Given instruction
Gather every line in the data below that contains the string "officer", treating uppercase and lowercase as different.
**** Records supplied ****
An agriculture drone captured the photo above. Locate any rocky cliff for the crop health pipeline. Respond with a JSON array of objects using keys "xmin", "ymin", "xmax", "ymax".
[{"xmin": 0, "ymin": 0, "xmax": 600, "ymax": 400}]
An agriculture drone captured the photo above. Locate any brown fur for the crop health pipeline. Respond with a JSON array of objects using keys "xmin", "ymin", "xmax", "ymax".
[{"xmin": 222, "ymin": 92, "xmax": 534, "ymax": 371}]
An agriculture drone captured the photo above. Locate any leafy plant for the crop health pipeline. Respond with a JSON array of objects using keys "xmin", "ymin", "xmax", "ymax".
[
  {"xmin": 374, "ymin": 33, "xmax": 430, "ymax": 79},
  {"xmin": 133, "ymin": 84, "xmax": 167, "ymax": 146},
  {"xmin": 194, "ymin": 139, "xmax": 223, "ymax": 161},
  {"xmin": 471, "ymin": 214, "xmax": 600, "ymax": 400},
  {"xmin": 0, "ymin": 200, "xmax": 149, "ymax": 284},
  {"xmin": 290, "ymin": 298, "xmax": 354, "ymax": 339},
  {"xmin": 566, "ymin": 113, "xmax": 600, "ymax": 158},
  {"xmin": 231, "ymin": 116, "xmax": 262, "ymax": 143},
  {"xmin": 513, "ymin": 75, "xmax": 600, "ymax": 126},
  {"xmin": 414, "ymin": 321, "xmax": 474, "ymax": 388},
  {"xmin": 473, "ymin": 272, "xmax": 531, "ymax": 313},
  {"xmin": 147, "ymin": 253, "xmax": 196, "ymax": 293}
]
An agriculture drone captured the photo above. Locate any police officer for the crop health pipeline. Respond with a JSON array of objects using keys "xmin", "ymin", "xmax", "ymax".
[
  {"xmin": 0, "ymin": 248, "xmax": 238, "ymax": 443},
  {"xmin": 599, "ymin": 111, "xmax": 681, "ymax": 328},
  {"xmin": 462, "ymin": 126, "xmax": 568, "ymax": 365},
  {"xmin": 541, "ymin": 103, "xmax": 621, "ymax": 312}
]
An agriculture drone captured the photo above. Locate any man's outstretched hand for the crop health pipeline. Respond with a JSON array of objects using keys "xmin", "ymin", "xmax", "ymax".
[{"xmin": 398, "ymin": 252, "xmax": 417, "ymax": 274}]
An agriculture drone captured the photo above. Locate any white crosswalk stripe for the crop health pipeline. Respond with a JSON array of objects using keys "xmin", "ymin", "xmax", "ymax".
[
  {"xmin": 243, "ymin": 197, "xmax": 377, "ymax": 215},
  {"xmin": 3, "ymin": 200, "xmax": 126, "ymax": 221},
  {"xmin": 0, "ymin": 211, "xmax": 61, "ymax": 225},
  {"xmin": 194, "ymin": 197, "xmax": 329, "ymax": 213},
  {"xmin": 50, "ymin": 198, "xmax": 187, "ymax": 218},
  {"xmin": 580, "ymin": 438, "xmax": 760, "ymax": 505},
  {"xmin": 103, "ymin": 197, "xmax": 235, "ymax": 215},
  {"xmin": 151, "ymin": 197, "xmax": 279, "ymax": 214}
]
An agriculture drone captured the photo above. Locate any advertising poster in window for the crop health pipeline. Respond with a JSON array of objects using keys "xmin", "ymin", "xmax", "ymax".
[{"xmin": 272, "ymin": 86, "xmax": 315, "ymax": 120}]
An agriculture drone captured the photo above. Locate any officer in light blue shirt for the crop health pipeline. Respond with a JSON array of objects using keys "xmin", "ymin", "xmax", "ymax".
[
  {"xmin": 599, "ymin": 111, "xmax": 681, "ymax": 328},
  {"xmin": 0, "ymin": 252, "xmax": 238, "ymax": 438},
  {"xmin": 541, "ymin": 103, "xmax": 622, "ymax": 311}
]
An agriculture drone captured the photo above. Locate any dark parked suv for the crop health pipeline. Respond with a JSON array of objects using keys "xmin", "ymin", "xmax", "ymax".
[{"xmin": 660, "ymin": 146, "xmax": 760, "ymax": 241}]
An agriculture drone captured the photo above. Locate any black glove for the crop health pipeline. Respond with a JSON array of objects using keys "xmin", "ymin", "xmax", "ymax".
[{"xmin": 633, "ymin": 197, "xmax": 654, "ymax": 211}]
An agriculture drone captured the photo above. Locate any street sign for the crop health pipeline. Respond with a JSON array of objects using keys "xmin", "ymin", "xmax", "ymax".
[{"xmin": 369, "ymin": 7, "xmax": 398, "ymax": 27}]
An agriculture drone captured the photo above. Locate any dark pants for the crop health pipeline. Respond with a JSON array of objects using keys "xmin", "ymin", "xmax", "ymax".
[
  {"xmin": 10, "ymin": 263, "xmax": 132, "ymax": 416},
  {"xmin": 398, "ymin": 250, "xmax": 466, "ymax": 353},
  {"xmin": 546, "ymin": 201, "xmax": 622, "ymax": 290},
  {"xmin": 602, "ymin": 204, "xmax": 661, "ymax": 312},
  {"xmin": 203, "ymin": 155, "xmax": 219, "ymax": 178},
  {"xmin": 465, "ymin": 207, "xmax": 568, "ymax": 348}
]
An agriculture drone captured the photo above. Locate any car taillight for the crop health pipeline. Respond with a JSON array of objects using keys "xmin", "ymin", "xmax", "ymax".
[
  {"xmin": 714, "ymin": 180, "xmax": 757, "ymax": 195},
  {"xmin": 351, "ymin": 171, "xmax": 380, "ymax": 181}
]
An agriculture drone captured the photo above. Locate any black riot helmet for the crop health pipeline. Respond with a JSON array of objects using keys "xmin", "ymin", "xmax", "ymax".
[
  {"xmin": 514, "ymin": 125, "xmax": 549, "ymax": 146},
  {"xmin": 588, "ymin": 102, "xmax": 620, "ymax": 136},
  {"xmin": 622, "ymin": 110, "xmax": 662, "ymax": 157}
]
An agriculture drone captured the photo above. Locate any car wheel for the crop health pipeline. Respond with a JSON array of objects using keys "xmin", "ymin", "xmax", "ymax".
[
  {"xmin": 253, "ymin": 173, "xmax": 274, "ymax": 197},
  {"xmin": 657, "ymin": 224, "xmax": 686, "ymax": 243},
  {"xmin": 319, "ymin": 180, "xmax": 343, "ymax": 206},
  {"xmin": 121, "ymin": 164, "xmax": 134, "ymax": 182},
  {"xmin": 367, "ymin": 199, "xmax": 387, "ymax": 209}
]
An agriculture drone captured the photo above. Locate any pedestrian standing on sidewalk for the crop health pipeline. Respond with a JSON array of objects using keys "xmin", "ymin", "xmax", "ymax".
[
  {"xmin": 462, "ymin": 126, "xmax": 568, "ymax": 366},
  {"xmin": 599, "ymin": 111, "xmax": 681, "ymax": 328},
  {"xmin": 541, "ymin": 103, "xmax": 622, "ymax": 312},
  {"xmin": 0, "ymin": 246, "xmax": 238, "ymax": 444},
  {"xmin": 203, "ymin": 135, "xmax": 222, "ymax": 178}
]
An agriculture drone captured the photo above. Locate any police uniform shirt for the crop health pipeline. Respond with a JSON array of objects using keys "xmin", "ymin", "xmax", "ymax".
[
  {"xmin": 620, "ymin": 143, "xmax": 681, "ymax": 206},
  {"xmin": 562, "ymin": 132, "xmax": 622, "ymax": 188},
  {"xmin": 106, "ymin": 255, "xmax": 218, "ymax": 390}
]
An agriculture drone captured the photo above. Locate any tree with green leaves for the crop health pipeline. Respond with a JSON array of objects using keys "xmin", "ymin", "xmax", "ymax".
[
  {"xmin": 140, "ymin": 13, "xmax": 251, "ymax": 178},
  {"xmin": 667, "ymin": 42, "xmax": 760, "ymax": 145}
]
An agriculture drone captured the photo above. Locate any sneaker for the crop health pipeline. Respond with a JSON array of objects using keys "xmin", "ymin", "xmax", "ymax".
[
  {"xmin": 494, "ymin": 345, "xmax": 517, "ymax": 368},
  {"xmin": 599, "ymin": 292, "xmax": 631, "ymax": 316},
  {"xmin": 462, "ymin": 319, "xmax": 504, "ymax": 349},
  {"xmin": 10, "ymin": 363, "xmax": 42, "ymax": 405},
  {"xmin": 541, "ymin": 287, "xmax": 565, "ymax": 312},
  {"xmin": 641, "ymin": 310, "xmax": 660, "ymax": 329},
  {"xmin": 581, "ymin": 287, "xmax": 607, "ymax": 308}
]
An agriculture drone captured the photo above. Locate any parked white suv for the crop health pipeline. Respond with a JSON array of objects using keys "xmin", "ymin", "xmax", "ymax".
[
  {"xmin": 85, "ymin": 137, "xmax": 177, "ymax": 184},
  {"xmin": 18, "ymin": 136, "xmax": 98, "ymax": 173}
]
****
Exercise result
An agriculture drone captured the photo above. Locate any police officer for the crop health pipeline. Respond with a JSON array of objects using keys "xmin", "ymin", "xmax", "ymax".
An agriculture drone captured the photo above. Locate any officer in light blue shirt for the crop health pipeline. Respond with a JSON array of objects using keys "xmin", "ymin", "xmax", "ymax".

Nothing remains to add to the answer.